Provided material Start Marker

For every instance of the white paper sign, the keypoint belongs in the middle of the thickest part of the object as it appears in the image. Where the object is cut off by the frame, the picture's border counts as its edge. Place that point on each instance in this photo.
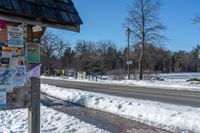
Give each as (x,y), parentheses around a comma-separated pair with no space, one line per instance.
(15,36)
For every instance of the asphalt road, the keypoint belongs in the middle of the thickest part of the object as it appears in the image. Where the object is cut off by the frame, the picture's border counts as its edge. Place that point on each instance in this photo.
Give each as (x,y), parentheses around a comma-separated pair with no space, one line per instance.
(179,97)
(103,120)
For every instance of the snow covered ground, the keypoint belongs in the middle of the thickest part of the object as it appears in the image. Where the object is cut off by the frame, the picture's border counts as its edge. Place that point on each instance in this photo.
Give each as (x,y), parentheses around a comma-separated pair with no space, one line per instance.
(16,121)
(175,81)
(166,116)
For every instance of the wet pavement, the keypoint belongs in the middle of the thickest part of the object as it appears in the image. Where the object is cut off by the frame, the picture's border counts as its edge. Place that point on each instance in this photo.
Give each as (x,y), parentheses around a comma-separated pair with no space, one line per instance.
(103,120)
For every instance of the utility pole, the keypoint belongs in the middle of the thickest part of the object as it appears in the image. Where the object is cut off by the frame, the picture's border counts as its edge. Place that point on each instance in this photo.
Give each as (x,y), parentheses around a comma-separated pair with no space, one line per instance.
(128,53)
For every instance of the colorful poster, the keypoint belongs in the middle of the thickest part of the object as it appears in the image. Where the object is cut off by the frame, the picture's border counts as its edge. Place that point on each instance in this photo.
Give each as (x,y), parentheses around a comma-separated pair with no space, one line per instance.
(19,78)
(2,24)
(33,53)
(1,46)
(6,52)
(15,36)
(2,98)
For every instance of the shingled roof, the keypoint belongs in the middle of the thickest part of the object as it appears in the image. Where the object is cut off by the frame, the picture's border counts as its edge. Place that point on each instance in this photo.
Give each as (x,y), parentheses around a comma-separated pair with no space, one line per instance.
(48,13)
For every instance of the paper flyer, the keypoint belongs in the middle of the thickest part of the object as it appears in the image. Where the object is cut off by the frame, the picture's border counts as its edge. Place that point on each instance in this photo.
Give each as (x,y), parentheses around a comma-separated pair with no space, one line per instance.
(2,98)
(6,52)
(33,53)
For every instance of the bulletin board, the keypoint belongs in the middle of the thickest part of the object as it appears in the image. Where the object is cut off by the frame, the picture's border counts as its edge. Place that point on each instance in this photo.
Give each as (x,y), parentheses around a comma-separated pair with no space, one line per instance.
(15,71)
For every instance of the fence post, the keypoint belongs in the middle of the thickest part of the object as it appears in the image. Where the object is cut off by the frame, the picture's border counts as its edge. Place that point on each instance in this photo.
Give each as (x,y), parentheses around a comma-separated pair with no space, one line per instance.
(34,109)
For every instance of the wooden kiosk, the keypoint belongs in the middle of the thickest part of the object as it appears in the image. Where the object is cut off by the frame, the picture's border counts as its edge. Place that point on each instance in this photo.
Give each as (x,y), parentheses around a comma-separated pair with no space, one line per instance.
(22,24)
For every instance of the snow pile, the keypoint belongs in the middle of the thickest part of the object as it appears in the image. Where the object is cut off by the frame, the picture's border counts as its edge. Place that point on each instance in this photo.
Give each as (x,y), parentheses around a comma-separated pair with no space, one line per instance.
(16,121)
(176,81)
(166,116)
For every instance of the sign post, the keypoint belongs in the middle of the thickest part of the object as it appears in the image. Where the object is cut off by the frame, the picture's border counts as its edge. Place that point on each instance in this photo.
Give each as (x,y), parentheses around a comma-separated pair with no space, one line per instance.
(34,109)
(19,76)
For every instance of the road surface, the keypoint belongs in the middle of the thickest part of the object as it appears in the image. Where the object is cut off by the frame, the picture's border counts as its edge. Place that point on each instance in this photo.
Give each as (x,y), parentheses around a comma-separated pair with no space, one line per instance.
(178,97)
(102,120)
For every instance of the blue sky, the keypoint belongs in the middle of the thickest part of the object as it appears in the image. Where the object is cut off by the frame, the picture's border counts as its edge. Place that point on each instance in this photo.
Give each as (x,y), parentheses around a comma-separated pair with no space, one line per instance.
(103,20)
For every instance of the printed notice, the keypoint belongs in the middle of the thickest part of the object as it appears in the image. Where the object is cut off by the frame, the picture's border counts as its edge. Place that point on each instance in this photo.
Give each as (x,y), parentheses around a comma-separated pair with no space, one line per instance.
(2,98)
(15,36)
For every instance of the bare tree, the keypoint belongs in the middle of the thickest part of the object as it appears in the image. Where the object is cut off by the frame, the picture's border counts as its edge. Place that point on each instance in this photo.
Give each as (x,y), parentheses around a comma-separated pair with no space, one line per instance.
(143,19)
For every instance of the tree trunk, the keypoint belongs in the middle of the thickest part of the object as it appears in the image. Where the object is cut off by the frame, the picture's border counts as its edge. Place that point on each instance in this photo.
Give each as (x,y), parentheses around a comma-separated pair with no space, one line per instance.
(141,64)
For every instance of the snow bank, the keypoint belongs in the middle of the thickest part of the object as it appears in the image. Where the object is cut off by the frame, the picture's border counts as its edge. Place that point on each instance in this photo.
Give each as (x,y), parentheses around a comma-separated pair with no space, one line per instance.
(175,81)
(16,121)
(166,116)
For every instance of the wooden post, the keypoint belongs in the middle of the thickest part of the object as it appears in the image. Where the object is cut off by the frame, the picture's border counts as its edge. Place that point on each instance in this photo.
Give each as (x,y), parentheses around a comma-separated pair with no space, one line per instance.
(34,110)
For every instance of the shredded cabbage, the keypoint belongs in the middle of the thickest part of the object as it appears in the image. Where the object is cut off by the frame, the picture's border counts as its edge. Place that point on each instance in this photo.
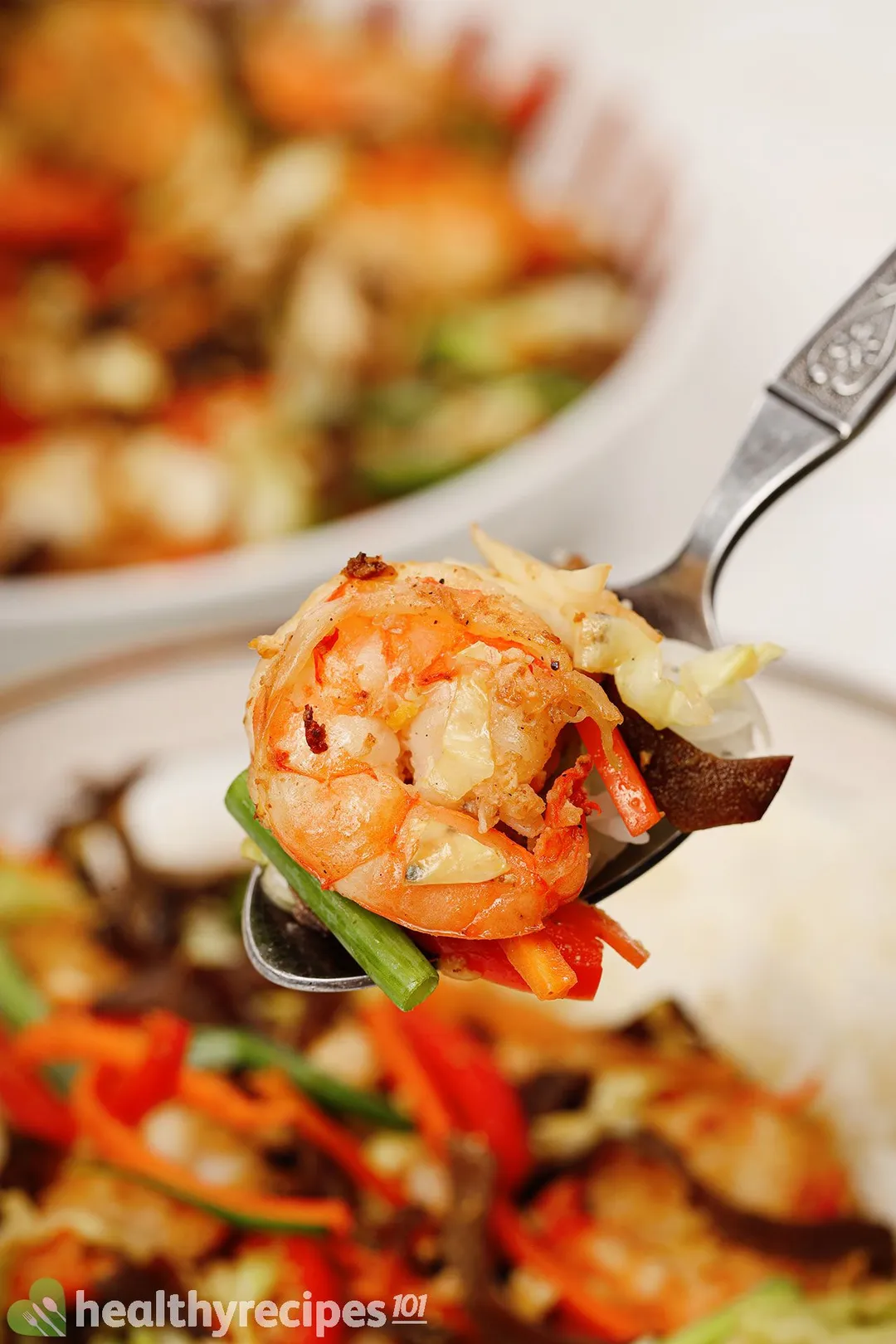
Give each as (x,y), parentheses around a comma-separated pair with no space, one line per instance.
(603,636)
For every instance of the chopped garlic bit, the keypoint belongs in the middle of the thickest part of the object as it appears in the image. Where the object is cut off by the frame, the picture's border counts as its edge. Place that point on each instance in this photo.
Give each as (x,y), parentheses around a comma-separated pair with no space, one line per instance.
(392,1153)
(345,1051)
(446,855)
(529,1296)
(427,1185)
(466,756)
(605,636)
(613,1107)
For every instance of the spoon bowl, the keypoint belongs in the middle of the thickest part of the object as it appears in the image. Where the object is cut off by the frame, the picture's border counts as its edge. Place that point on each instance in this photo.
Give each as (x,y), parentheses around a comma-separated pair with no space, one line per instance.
(822,399)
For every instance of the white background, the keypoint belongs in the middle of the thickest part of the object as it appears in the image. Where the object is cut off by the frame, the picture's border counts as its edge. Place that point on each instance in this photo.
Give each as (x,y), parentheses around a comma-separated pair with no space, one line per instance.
(790,105)
(787,108)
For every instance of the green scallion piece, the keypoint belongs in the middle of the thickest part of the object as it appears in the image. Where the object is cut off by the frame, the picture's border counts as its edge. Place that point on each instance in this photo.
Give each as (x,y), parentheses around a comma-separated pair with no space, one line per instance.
(381,947)
(234,1047)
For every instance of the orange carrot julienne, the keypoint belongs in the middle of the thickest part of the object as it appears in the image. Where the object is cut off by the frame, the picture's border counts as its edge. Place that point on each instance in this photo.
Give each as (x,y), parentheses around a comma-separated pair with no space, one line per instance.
(622,778)
(80,1038)
(611,1320)
(542,964)
(327,1135)
(399,1058)
(610,932)
(123,1147)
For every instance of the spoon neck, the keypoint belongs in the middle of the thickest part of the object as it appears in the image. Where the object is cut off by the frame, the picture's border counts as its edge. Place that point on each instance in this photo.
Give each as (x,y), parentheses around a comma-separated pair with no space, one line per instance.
(781,446)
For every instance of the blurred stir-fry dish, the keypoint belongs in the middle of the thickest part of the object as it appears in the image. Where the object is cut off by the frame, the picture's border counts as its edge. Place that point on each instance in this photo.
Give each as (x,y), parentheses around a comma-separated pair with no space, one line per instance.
(258,272)
(171,1121)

Provided material End Marker

:: What you will do ::
From the data above, count the lines where "snow" occurs and give that figure and nothing else.

:: Exercise response ::
3